Data shown:
######

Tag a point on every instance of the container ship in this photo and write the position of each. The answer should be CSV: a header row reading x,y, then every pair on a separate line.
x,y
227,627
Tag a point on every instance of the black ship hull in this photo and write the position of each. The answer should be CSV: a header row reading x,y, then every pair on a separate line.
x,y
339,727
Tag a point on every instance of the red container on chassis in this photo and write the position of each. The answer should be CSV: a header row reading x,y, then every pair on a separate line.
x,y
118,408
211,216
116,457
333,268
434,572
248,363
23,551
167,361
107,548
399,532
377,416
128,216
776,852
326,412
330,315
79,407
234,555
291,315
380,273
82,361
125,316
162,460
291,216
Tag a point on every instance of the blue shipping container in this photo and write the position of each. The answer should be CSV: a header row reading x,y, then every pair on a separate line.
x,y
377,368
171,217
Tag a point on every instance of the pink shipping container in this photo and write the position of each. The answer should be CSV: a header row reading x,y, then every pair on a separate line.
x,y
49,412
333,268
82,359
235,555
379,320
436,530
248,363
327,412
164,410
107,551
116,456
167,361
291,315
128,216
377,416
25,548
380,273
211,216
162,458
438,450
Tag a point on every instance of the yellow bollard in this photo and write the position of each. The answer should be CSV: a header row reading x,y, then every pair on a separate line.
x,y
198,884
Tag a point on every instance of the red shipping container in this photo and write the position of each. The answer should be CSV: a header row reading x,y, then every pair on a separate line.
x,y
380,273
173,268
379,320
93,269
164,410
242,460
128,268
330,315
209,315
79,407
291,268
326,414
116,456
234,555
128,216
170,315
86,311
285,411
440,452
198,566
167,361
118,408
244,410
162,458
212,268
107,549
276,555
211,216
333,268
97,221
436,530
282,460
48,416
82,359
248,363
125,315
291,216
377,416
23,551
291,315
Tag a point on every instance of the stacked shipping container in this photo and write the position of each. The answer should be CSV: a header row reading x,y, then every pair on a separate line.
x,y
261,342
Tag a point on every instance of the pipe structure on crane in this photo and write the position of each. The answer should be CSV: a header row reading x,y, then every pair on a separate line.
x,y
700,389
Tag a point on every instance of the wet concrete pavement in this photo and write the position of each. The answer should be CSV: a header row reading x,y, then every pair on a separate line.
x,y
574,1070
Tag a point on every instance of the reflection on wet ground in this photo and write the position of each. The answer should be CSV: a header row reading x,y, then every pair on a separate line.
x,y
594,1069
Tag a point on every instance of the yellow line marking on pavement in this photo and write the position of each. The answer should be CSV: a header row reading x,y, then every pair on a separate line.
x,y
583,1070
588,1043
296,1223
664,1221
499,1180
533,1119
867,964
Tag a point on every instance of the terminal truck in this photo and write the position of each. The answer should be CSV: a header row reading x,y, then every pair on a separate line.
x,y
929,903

######

Assigned task:
The listing above should be transcribed in full, exactly as written.

The completed task:
Tag a point on every instance of the container ship in this photo and write the position of each. The answer should be CSV: a header row reading x,y, then every pair on a separate line.
x,y
227,627
Tag a point on every instance of the black ship hull in this photo and write the position of each. The answer should be CSV: a header row reading x,y, then every pair on a separate line.
x,y
339,727
Tag a point on every instance of the red container on chassis in this photo and write the position of each. The answer should be CSV: a header row reading x,y, then every pair on a separate line.
x,y
118,408
211,216
116,457
333,268
434,572
248,363
23,551
167,361
107,548
399,532
377,416
128,216
776,852
326,412
330,315
79,407
234,555
291,315
380,273
82,361
125,316
162,460
291,216
Tag a point on every instance of the blue shipping container in this photo and write the position of each. The answer should be CSV: a header row reading x,y, then every pair on a separate line.
x,y
377,368
171,217
Tag a point on every instance of the pink shipping container in this photo and write the position of each. The answer should be CSV: a header row reading x,y, then every pair on a separate line.
x,y
49,412
333,268
82,359
235,555
379,320
436,530
248,363
327,412
164,410
107,551
116,456
167,361
291,315
128,216
377,416
25,548
380,273
211,216
162,458
438,450
Tag a point on every instance of the yellow bollard in this photo and write the position of each. The answer should be CSV: a header row reading x,y, then every pair on a separate line.
x,y
198,884
Tag a point on every instance of the red shipping container in this photo and write the position of each. The answer should be CSV: a header row reading x,y, then every pair on a separate line.
x,y
380,273
173,268
379,320
93,269
164,410
242,460
128,268
330,315
209,315
79,407
291,268
326,414
116,456
234,555
128,216
170,315
86,311
285,411
440,452
198,566
167,361
118,408
244,410
162,458
212,268
107,549
276,555
211,216
333,268
97,221
436,530
282,460
48,416
82,359
248,363
125,315
291,216
377,416
23,551
291,315
Tag a point on every instance of the stacked shipping container in this photo and write the position of each. The answer should be CSV: a header row reading x,y, then every pair on a separate line.
x,y
261,342
Tag a point on every instance of the pipe structure on crane in this photo and write the position of each. The answer should be CSV: a header row reading x,y, then every pair on a separate line.
x,y
700,389
Tag a point on every instance of the wet concrete pavement in this photo and write the position of each. The answer should be CSV: a header row reading x,y, then every pair on a separate line.
x,y
574,1070
Tag a point on every instance of the reflection on wet ground in this photo and write the position of each. The answer should be CSV: a header row reading x,y, then every pair on a separate line.
x,y
594,1069
Tag a point on every instance of the yellow line marking on pavement in this photo and write the position of each. The answer should be CSV: a header row reading x,y, then every pair on a separate line.
x,y
583,1070
588,1043
296,1223
664,1221
499,1180
533,1119
867,964
Tag a point on every instance of the terminal truck in this photo and write the position of each. The answer should be CSV: a header row reading x,y, then every pair on a separate line.
x,y
929,903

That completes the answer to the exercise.